Objective:
Rewrite the rows below, from the line containing "Your task is to locate the reflection" through the last row, substituting "sheer cliff face" for "distant cliff face" and leaving all else unchanged.

Given records:
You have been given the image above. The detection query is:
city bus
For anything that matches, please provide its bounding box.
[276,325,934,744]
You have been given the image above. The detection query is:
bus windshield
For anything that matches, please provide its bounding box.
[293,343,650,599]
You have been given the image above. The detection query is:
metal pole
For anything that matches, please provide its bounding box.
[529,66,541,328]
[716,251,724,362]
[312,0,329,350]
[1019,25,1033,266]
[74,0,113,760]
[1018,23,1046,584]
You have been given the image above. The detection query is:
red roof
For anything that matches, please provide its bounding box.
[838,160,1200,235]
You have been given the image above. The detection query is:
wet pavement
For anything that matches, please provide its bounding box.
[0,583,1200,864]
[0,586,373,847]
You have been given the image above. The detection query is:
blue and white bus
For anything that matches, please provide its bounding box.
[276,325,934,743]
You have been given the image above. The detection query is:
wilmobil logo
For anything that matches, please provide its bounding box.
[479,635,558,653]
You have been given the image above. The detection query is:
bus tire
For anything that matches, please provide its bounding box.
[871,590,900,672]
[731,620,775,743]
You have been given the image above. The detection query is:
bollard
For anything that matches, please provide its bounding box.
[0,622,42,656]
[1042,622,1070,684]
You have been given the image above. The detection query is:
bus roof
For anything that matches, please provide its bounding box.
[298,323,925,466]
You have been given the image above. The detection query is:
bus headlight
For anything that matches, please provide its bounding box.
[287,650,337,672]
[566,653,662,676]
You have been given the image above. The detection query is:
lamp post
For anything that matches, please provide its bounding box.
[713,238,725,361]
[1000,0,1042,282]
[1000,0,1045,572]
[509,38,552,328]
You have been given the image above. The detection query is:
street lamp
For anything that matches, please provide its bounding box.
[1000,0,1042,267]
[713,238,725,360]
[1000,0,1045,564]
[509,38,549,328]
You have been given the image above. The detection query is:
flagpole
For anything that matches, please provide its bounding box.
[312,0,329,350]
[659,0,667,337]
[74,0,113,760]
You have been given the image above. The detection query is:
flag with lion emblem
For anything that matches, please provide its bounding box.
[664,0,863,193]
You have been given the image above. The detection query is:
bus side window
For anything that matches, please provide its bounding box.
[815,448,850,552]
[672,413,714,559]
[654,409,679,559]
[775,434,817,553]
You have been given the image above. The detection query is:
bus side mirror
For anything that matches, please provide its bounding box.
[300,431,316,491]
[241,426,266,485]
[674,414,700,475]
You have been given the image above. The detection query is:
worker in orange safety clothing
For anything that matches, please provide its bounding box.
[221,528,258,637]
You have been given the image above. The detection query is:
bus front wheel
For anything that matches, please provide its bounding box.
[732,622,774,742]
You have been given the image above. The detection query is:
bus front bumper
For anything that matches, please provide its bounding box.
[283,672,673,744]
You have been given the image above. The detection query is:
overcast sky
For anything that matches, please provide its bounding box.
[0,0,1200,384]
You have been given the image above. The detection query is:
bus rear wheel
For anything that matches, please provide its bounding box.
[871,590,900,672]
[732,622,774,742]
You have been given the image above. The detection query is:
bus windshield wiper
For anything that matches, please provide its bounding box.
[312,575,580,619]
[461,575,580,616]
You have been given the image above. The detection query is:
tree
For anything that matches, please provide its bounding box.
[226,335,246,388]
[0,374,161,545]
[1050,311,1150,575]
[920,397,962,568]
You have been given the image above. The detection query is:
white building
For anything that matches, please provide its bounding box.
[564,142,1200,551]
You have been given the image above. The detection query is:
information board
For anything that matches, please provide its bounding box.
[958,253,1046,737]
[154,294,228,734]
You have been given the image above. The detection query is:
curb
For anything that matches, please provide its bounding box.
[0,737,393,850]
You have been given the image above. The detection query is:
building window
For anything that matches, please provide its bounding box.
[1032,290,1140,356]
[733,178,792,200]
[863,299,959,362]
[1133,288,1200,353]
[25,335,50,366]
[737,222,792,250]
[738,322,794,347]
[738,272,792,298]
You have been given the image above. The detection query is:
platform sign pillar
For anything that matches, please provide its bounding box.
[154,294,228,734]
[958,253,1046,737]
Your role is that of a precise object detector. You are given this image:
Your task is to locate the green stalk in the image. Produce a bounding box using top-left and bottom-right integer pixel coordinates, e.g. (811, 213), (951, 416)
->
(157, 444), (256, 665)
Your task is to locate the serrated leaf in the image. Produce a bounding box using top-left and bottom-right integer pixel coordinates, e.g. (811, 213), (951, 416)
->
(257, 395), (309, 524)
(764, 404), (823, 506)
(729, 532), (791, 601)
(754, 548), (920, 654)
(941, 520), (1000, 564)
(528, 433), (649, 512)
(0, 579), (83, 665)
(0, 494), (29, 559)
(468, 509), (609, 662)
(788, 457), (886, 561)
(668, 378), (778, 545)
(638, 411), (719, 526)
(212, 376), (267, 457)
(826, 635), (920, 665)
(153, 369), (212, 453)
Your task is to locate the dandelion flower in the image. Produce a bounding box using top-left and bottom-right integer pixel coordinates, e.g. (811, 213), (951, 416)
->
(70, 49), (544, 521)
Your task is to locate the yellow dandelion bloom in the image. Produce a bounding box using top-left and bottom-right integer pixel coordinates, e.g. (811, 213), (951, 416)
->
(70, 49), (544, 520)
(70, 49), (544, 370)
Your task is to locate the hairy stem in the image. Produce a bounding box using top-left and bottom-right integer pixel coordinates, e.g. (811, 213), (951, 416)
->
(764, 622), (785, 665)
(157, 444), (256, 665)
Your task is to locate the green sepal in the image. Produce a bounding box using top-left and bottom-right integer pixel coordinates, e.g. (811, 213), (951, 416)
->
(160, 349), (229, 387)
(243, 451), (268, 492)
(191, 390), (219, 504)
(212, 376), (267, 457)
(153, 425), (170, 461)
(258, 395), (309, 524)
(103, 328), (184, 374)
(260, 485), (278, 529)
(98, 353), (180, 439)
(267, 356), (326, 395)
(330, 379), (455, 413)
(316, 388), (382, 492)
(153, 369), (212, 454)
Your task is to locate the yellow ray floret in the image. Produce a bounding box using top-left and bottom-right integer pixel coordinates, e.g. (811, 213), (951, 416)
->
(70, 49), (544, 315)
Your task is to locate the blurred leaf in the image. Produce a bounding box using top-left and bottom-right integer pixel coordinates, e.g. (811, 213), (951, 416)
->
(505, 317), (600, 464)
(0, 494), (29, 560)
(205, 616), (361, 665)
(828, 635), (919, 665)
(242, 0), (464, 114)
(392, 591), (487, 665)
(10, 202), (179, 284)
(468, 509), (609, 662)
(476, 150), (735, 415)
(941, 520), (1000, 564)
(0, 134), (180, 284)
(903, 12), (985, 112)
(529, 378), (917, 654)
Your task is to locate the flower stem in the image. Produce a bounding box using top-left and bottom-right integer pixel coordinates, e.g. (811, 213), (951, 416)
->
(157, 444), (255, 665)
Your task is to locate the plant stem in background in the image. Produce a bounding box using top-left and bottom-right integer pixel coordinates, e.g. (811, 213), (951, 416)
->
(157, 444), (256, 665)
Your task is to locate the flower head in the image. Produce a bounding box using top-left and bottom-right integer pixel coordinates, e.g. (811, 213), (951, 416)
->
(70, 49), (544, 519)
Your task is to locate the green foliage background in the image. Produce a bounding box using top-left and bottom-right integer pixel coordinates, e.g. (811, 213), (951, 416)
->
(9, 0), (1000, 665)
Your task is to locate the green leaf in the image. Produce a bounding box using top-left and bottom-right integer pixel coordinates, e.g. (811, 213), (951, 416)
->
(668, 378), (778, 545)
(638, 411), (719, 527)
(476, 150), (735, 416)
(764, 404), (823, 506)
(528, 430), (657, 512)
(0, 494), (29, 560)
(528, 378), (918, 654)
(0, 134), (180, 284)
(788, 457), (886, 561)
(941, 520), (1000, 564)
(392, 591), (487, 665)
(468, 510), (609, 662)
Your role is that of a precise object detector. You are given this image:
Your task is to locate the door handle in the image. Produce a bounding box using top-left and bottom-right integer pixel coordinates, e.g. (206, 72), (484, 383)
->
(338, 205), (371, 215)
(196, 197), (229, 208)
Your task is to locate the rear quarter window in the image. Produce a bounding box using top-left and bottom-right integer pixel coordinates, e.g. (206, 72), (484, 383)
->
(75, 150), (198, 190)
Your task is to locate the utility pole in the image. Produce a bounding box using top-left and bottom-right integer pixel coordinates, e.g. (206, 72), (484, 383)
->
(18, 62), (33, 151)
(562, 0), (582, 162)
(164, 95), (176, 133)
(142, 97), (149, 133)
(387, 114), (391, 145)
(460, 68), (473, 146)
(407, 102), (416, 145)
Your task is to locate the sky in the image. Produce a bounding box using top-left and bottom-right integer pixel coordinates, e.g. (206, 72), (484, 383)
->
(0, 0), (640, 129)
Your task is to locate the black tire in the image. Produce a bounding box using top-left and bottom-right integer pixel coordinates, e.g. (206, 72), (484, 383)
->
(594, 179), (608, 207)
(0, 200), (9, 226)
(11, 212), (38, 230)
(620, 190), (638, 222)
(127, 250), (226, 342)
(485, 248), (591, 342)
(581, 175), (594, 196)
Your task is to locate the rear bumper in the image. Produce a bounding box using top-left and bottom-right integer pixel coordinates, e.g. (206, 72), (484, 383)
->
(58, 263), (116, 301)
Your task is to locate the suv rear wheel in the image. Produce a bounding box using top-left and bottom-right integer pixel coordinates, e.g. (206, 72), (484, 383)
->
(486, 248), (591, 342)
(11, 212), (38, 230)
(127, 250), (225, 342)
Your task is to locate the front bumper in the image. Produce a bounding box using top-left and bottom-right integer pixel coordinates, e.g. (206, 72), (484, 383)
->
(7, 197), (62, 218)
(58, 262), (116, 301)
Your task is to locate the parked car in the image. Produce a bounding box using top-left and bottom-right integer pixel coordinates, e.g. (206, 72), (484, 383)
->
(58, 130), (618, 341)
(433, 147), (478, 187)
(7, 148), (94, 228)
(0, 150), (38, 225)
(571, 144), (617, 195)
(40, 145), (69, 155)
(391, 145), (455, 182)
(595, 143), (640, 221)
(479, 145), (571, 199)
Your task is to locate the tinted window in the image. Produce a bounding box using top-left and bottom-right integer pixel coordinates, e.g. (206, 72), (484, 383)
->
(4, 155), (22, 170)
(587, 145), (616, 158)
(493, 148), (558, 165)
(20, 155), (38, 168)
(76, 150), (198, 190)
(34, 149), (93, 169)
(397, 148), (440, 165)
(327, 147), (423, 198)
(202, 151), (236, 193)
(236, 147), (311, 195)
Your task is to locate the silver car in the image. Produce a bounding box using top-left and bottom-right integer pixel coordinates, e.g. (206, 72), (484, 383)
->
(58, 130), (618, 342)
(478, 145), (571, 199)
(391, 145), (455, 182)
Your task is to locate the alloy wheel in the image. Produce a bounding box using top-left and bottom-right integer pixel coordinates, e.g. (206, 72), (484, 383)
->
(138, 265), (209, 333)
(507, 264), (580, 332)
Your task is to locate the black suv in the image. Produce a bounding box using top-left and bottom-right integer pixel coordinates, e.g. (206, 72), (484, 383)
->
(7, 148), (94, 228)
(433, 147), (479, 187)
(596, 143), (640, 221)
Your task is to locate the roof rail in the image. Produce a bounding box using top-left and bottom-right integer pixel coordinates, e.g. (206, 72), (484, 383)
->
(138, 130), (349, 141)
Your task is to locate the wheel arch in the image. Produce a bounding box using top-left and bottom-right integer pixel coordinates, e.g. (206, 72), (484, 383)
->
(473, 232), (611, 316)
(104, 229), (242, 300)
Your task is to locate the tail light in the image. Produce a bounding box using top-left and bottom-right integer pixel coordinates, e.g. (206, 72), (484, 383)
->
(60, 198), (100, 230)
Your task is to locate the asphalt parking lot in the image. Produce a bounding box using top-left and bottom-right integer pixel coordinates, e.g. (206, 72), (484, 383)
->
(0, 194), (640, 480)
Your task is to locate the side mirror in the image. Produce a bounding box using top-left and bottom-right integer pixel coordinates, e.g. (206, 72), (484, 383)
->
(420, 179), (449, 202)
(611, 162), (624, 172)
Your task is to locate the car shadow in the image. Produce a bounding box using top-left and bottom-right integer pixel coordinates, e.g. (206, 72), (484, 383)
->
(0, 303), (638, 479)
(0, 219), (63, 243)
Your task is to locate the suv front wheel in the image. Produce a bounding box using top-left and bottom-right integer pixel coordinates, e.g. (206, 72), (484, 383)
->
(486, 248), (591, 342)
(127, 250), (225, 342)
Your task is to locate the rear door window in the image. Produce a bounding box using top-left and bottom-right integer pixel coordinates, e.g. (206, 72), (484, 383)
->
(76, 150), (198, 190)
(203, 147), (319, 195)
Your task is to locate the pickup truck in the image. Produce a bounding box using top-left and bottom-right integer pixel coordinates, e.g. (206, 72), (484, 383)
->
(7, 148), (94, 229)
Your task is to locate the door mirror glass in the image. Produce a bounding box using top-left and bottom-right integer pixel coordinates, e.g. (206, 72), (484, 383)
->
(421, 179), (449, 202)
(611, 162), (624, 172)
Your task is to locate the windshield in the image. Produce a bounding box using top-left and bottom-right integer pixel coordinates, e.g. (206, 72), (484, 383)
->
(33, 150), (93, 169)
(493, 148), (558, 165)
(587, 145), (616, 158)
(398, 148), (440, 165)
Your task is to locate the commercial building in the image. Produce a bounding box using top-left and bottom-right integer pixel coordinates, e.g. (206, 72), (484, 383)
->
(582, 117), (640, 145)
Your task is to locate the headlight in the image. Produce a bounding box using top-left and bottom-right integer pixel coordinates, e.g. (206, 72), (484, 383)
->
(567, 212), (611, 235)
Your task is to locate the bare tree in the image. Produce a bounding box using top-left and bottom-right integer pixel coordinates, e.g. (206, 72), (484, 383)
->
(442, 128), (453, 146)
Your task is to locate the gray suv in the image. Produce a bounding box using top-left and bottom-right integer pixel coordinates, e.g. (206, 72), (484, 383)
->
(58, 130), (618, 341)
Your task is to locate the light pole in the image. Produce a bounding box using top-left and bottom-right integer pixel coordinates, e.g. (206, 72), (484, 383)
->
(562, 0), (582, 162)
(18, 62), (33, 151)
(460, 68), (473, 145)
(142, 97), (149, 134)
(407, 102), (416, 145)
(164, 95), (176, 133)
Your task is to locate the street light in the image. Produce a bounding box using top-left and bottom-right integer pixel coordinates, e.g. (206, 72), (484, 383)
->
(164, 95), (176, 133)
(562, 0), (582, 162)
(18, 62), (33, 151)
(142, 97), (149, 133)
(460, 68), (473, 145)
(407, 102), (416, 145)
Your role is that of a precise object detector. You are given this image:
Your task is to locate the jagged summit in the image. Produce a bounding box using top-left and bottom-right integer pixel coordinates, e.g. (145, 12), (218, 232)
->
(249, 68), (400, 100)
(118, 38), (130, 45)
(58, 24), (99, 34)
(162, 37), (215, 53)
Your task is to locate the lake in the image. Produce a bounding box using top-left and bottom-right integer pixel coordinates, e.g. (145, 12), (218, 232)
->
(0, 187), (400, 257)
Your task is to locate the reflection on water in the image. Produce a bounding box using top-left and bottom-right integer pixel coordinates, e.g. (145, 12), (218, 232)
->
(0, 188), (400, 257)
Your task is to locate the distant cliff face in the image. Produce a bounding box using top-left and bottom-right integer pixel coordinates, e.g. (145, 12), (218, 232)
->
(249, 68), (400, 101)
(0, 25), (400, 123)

Response to this task:
Your task is to locate the reflection on water in the image. Produce a bounding box using top-left and bottom-right integer pixel coordinates, e.g. (145, 12), (218, 232)
->
(0, 188), (400, 257)
Your task is to locate the sheer cliff face in the image. Produce a bounding box using top-left and bottom-right integer pixel coordinates, e.g. (145, 12), (218, 232)
->
(249, 68), (400, 101)
(0, 25), (400, 123)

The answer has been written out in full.